- Set exercise:
Find every line in the material that contains the word "white" and copy each one. Case matters.

- Data for this exercise:
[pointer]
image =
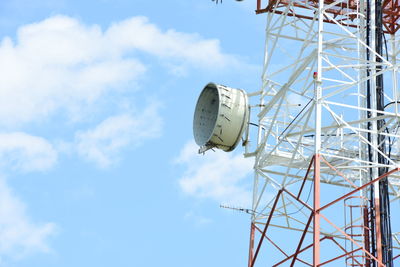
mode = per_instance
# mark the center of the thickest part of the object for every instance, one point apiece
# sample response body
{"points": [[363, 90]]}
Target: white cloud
{"points": [[219, 176], [103, 143], [20, 151], [61, 64], [18, 235], [137, 32]]}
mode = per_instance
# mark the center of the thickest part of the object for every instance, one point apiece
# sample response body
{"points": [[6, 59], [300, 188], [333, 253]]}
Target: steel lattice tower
{"points": [[327, 154]]}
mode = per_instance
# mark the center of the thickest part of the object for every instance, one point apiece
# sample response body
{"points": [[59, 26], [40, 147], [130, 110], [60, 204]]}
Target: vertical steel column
{"points": [[318, 111], [251, 246]]}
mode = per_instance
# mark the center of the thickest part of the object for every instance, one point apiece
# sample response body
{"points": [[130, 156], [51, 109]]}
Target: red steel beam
{"points": [[266, 227]]}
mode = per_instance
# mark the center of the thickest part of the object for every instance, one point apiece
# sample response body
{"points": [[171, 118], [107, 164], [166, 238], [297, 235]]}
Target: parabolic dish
{"points": [[220, 117]]}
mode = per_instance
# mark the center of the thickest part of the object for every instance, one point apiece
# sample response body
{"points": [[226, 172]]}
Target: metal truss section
{"points": [[312, 168]]}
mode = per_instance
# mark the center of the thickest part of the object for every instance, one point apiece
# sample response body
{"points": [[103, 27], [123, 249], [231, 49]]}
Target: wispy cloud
{"points": [[61, 64], [103, 143], [220, 176], [21, 151]]}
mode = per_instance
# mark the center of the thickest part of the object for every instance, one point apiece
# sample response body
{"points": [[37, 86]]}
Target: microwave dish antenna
{"points": [[220, 117]]}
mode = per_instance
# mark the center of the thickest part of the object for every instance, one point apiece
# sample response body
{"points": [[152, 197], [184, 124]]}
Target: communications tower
{"points": [[326, 142]]}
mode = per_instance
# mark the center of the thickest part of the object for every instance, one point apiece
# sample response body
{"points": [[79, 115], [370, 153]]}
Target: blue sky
{"points": [[98, 164]]}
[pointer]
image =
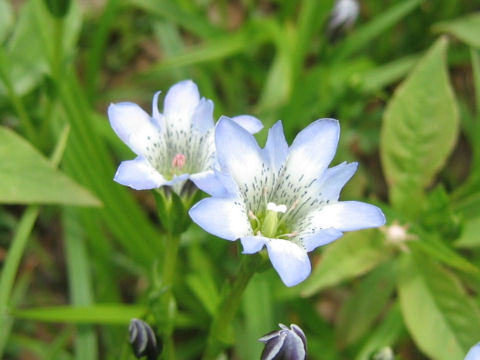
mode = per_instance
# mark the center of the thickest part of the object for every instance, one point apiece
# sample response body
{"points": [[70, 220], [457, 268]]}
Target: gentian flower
{"points": [[285, 344], [474, 353], [172, 146], [280, 197], [342, 17]]}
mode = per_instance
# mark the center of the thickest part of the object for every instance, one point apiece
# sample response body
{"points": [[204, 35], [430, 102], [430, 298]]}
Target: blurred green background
{"points": [[79, 252]]}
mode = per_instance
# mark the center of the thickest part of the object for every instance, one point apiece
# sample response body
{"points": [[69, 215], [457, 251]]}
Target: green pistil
{"points": [[270, 224]]}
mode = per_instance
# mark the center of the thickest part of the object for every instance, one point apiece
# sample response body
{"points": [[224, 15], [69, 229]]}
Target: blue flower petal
{"points": [[474, 353], [224, 218], [213, 183], [289, 260], [253, 244], [335, 178], [138, 174], [249, 123], [156, 115], [314, 148], [348, 216], [237, 152], [203, 116], [320, 238], [180, 103], [133, 125], [276, 146]]}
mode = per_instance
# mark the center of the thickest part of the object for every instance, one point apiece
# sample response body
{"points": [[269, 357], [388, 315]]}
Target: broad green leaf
{"points": [[365, 304], [26, 177], [419, 130], [441, 317], [257, 309], [386, 74], [469, 237], [353, 255], [367, 33], [95, 314], [435, 248], [466, 29]]}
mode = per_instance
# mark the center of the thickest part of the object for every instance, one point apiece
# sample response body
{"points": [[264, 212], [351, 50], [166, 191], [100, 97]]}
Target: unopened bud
{"points": [[287, 343], [143, 340]]}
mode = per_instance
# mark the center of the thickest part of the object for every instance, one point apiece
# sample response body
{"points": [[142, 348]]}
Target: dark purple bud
{"points": [[285, 344], [143, 340]]}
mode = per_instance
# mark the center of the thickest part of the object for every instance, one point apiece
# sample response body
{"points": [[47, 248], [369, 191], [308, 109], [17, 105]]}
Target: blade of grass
{"points": [[368, 32], [98, 41], [19, 242], [79, 281]]}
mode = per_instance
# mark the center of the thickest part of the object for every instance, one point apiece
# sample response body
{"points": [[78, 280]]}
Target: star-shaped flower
{"points": [[172, 146], [284, 198]]}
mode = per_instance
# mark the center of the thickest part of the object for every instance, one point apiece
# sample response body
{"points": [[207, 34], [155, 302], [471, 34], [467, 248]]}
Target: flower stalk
{"points": [[220, 335]]}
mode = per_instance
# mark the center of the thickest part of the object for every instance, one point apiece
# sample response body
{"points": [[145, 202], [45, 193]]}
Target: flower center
{"points": [[178, 162], [271, 221]]}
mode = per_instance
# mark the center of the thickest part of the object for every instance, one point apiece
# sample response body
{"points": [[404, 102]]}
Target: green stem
{"points": [[219, 336], [16, 101], [15, 253], [168, 275]]}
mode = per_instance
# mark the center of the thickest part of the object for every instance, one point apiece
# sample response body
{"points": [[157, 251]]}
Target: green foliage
{"points": [[419, 130], [26, 177], [404, 83], [466, 29], [353, 255], [441, 318]]}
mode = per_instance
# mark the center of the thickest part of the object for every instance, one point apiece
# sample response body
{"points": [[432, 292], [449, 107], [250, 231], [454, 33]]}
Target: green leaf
{"points": [[6, 18], [419, 130], [385, 334], [469, 237], [95, 314], [353, 255], [26, 177], [386, 74], [365, 304], [367, 33], [466, 29], [442, 319], [434, 247]]}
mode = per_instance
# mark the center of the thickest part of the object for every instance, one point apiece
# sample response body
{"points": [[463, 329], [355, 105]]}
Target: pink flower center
{"points": [[178, 161]]}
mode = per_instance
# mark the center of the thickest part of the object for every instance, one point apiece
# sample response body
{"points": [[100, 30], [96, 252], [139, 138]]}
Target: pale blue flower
{"points": [[283, 198], [172, 146], [474, 353], [343, 15]]}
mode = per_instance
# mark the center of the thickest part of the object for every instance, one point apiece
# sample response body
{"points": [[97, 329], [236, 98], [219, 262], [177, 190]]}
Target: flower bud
{"points": [[474, 353], [287, 343], [143, 340]]}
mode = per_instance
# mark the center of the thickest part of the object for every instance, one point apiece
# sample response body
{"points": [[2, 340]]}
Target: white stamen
{"points": [[277, 208], [178, 161]]}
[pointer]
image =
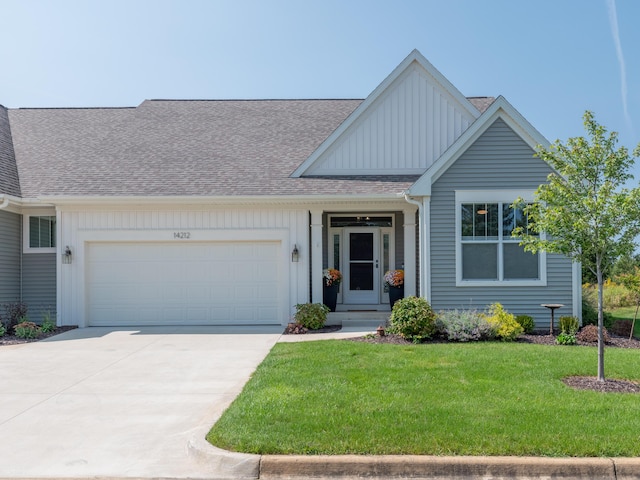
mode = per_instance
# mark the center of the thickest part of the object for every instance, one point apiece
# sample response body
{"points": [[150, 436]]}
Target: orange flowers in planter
{"points": [[331, 277], [394, 278]]}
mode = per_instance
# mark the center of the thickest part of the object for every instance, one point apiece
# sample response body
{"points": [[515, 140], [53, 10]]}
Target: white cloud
{"points": [[613, 23]]}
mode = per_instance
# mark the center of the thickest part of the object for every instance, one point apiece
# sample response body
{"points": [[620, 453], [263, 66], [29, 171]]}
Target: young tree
{"points": [[584, 211]]}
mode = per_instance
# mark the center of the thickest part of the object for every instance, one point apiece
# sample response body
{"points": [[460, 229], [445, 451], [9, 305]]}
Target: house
{"points": [[189, 212]]}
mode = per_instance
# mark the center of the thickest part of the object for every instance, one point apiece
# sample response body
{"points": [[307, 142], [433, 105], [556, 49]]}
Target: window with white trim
{"points": [[40, 233], [487, 252]]}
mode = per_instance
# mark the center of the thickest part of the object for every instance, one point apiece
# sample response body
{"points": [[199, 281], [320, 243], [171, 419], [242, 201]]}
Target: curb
{"points": [[282, 467]]}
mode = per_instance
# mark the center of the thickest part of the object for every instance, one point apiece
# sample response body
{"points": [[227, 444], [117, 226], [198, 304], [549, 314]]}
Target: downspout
{"points": [[420, 242]]}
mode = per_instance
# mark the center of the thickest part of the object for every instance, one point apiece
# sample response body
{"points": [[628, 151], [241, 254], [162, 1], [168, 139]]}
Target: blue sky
{"points": [[551, 59]]}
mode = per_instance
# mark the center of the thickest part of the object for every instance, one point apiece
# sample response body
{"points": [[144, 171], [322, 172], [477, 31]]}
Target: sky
{"points": [[551, 59]]}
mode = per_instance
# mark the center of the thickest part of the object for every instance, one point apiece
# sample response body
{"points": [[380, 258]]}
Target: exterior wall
{"points": [[78, 226], [405, 130], [39, 284], [10, 245], [499, 159]]}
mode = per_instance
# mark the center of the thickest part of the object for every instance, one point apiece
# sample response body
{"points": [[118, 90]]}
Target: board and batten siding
{"points": [[10, 247], [205, 223], [405, 130], [499, 159]]}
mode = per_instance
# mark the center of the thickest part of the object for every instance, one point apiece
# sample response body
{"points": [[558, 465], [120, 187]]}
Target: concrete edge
{"points": [[223, 463], [283, 467]]}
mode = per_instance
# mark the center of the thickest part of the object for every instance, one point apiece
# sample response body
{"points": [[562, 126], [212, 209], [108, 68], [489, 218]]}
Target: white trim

- Task solution:
Target: white cloud
Target: white stamen
Target: white cloud
Target: window with white trim
Target: white trim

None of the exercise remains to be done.